-- Begin Passage to read --

Closed dbc closed 11 years ago

dbc commented 11 years ago

Is there a way to do collision detection between two csg objects without having to do an intersection and looking for an empty result?

My application for pyPolyCSG is simulation of CNC G-code for milling. The bug reported in issue #6 illustrates the basic idea.

  1. Start with a csg constructed box or an imported mesh that represents stock to be cut
  2. Create a csg shape that models a tool. My intention is to model the tool in two pieces, the 'cutter' and the 'arbor'.
  3. Model 'fixture' with further csg objects.
  4. Simulate milling by moving the tool through the toolpath, subtracting the cutter from the stock at each iteration.
  5. Detect and report collisions of cutter/fixture, arbor/stock, arbor/fixture.

So in my application, collision detection happens at each iteration step along the tool path. It doesn't need full csg, so I suspect the simulation would run a lot faster if it could to collision detection without having to perform csg.

jamesgregson commented 11 years ago

There's nothing in there to handle this. Collision detection (CD) is often done with separate (highly optimized) code such as RAPID or OPCODE. There may be bindings for these that would allow for efficient collision detection, but CD is a research topic in itself.

Incidentally, I am also ultimately targeting CAD/CAM/CNC. That's actually how the pyPolyCSG project arose, although this library is more geared towards parametric modeling than to toolpath operations.

-- End Passage to read --
-- Begin Data extract --

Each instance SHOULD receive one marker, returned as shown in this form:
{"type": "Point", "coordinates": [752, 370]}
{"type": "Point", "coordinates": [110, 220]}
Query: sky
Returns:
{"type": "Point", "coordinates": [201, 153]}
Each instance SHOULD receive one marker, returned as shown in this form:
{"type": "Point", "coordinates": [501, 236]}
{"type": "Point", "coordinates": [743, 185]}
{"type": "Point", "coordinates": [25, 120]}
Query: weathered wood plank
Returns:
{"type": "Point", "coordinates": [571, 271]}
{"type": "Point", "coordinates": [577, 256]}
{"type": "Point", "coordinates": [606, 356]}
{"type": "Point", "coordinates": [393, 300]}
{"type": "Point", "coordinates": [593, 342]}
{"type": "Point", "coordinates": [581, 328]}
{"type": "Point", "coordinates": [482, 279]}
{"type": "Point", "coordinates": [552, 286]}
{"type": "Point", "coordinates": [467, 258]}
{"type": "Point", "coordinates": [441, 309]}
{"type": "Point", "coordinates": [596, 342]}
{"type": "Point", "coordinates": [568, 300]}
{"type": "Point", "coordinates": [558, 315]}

-- End Data extract --

_Written tasks_:
(a) Please rewrite the rows of the data file with "marker" changed to "dot" and everything else left as it is.
(b) Write the next part of the discussion about collision detection for pyPolyCSG, continuing on from its final comment.

_Solved tasks_:
(a)
Each instance SHOULD receive one dot, returned as shown in this form:
{"type": "Point", "coordinates": [752, 370]}
{"type": "Point", "coordinates": [110, 220]}
Query: sky
Returns:
{"type": "Point", "coordinates": [201, 153]}
Each instance SHOULD receive one dot, returned as shown in this form:
{"type": "Point", "coordinates": [501, 236]}
{"type": "Point", "coordinates": [743, 185]}
{"type": "Point", "coordinates": [25, 120]}
Query: weathered wood plank
Returns:
{"type": "Point", "coordinates": [571, 271]}
{"type": "Point", "coordinates": [577, 256]}
{"type": "Point", "coordinates": [606, 356]}
{"type": "Point", "coordinates": [393, 300]}
{"type": "Point", "coordinates": [593, 342]}
{"type": "Point", "coordinates": [581, 328]}
{"type": "Point", "coordinates": [482, 279]}
{"type": "Point", "coordinates": [552, 286]}
{"type": "Point", "coordinates": [467, 258]}
{"type": "Point", "coordinates": [441, 309]}
{"type": "Point", "coordinates": [596, 342]}
{"type": "Point", "coordinates": [568, 300]}
{"type": "Point", "coordinates": [558, 315]}

(b)
As I understand it, most CNC packages use a voxel representation (i.e. a regular 3D grid) for the workpiece/fixtures and a primitive representation for the cutter. This allows for a relatively limited set of intersection primitives (e.g. cylinder-grid, sphere-grid) for interference testing that can be reused for performing the CSG operations. The downside is that accuracy suffers: sharp edges are smoothed and the grid-size determines the smallest resolvable feature.

You could probably also take a pyPolyCSG mesh and make a spatial-partitioning structure in Python that would allow you to look up triangles that intersect a bounding-box or sphere, but again this isn't handled in the library as-is. This is probably best done in C++ and would be quite useful, but I doubt I'd get around to it before the new year as I have paper deadlines before then.

dbc commented 11 years ago

For collision detection, I would think you could do a CSG intersection and test for a non-empty result mesh. It seems like that should work fine, but also seems like it could be pretty expensive. Unless there is something in Carve that quickly short-circuits intersection of two non-intersecting meshes?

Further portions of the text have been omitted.